EXERCISE REQUIREMENTS
The records below are to be transcribed in full, exactly as given.

INPUT FOR THIS TASK

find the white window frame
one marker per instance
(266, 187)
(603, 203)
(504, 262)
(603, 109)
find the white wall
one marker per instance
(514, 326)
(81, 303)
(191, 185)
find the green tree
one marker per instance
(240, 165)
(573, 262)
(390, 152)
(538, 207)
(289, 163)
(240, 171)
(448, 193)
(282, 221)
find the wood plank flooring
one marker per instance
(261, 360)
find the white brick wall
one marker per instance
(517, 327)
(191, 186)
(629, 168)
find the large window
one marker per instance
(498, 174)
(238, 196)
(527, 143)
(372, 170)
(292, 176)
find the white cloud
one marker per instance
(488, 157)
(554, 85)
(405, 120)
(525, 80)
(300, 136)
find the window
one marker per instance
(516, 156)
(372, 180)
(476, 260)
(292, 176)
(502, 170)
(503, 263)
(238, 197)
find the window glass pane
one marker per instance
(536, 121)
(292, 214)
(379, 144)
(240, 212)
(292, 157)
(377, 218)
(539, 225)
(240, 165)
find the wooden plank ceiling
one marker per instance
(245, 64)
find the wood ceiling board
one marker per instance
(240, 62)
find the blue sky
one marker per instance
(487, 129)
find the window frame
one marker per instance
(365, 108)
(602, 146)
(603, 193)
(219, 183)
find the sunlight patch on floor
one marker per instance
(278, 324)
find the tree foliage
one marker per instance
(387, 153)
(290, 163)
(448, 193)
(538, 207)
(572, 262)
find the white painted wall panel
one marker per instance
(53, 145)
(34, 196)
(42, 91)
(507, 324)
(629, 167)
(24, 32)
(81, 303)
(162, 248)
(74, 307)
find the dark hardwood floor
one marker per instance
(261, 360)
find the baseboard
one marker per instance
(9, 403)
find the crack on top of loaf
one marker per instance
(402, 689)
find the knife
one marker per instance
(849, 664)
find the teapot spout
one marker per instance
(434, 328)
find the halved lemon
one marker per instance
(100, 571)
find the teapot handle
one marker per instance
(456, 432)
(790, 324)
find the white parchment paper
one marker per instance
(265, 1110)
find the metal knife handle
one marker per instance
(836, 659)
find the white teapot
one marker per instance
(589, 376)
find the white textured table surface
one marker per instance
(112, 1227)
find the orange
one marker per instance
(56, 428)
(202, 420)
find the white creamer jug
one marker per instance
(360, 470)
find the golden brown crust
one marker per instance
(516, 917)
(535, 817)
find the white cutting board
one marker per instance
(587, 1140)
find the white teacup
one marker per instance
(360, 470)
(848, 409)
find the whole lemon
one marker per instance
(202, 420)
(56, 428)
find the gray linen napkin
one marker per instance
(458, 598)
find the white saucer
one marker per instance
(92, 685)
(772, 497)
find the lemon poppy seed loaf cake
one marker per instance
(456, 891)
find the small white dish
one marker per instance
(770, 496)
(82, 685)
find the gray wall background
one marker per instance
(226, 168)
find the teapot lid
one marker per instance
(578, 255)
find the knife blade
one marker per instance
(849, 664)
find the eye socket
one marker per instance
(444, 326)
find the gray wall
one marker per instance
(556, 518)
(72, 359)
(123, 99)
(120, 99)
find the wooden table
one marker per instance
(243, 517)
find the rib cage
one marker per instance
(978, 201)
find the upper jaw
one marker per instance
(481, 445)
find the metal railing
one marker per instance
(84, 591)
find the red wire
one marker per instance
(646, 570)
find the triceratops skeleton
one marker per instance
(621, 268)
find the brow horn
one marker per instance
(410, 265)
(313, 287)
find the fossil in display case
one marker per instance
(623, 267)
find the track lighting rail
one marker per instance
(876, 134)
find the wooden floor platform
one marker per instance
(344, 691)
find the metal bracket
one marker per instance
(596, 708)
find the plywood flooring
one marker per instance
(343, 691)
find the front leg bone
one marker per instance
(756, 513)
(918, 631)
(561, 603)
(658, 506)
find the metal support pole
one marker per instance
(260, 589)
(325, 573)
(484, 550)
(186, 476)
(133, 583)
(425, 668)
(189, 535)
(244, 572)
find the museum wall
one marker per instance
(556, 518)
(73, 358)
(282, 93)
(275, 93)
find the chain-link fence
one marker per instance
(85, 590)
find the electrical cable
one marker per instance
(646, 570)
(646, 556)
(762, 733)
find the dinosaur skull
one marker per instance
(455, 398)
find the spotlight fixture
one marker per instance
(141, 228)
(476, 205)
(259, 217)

RESPONSE TO THIS TASK
find the white window frame
one marker per instance
(266, 187)
(603, 203)
(504, 262)
(603, 109)
find the white wall
one marker per instance
(514, 326)
(81, 303)
(191, 185)
find the green tree
one marker per instance
(240, 165)
(573, 262)
(390, 152)
(538, 207)
(289, 163)
(240, 171)
(448, 193)
(282, 221)
find the wood plank flooring
one marker per instance
(261, 360)
find the white brick wall
one marker per instance
(517, 327)
(191, 186)
(629, 168)
find the large window
one marker per instance
(498, 174)
(238, 196)
(527, 143)
(372, 170)
(292, 176)
find the white cloud
one marker per instance
(488, 157)
(554, 85)
(405, 120)
(525, 80)
(300, 136)
find the window
one marker per instance
(516, 156)
(372, 180)
(476, 260)
(292, 176)
(502, 170)
(503, 263)
(238, 197)
find the window glass pane
one marker per instance
(536, 121)
(292, 214)
(379, 144)
(240, 212)
(292, 157)
(377, 218)
(539, 225)
(240, 165)
find the wooden plank ceiling
one marker per instance
(245, 64)
find the wood ceiling board
one marker per instance
(240, 62)
find the blue sky
one marker per instance
(487, 129)
find the window frame
one marker per instance
(365, 108)
(602, 146)
(603, 193)
(219, 183)
find the sunlight patch on floor
one marker per instance
(278, 324)
find the tree foliage
one marker per instance
(387, 153)
(290, 163)
(448, 193)
(538, 207)
(572, 262)
find the white painted wall panel
one marker per instance
(53, 145)
(34, 196)
(42, 91)
(507, 324)
(629, 167)
(24, 32)
(81, 303)
(162, 248)
(74, 307)
find the dark hardwood floor
one marker per instance
(261, 360)
find the baseboard
one marker per instance
(9, 403)
find the crack on top of loaf
one marker per instance
(402, 689)
find the knife
one marker per instance
(849, 664)
find the teapot spout
one marker per instance
(434, 328)
find the halved lemon
one marker per instance
(100, 571)
find the teapot handle
one marker per instance
(456, 432)
(790, 324)
find the white parchment paper
one marker per instance
(265, 1110)
find the metal knife handle
one marker per instance
(836, 659)
find the white teapot
one marker per instance
(589, 376)
find the white textured table surface
one marker per instance
(112, 1227)
find the orange
one marker per instance
(56, 428)
(202, 420)
find the white creamer jug
one marker per instance
(360, 470)
find the golden brown crust
one marker per instance
(516, 917)
(535, 817)
find the white cutting board
one marker per instance
(587, 1140)
find the white teacup
one marker per instance
(360, 470)
(848, 409)
find the whole lemon
one marker per instance
(202, 420)
(56, 428)
find the gray linen napkin
one marker per instance
(458, 598)
find the white saucer
one marker per instance
(92, 685)
(772, 497)
find the lemon poppy seed loaf cake
one marker per instance
(456, 891)
find the small white dish
one marker per instance
(770, 496)
(82, 685)
find the gray wall background
one marker per instance
(226, 168)
find the teapot lid
one marker per instance
(578, 255)
find the knife blade
one marker per instance
(849, 664)
find the eye socket
one marker per instance
(444, 326)
find the gray wall
one marker per instance
(556, 518)
(72, 359)
(123, 99)
(120, 99)
find the wooden table
one marker per instance
(243, 517)
find the rib cage
one marker per instance
(978, 201)
find the upper jaw
one marker per instance
(481, 445)
find the metal railing
one marker per instance
(84, 591)
find the red wire
one marker per instance
(646, 570)
find the triceratops skeleton
one marker per instance
(621, 268)
find the brow horn
one marker per instance
(410, 265)
(313, 287)
find the fossil in display case
one marker per instance
(623, 267)
find the track lighting rail
one marker per instance
(876, 134)
find the wooden floor platform
one marker per instance
(344, 691)
find the metal bracket
one marker per instance
(596, 708)
find the plywood flooring
one marker per instance
(343, 691)
find the front leg bone
one marker per instance
(756, 513)
(918, 631)
(561, 603)
(658, 506)
find the metal support pole
one marker per instance
(260, 589)
(325, 573)
(484, 550)
(186, 476)
(133, 583)
(425, 668)
(189, 535)
(244, 572)
find the museum wall
one marker per instance
(556, 518)
(73, 358)
(282, 93)
(275, 93)
find the chain-link fence
one marker per instance
(85, 590)
find the electrical cable
one marker per instance
(646, 570)
(646, 556)
(762, 733)
find the dinosaur skull
one marker per instance
(455, 398)
find the spotlight fixture
one marker per instance
(141, 228)
(476, 205)
(259, 217)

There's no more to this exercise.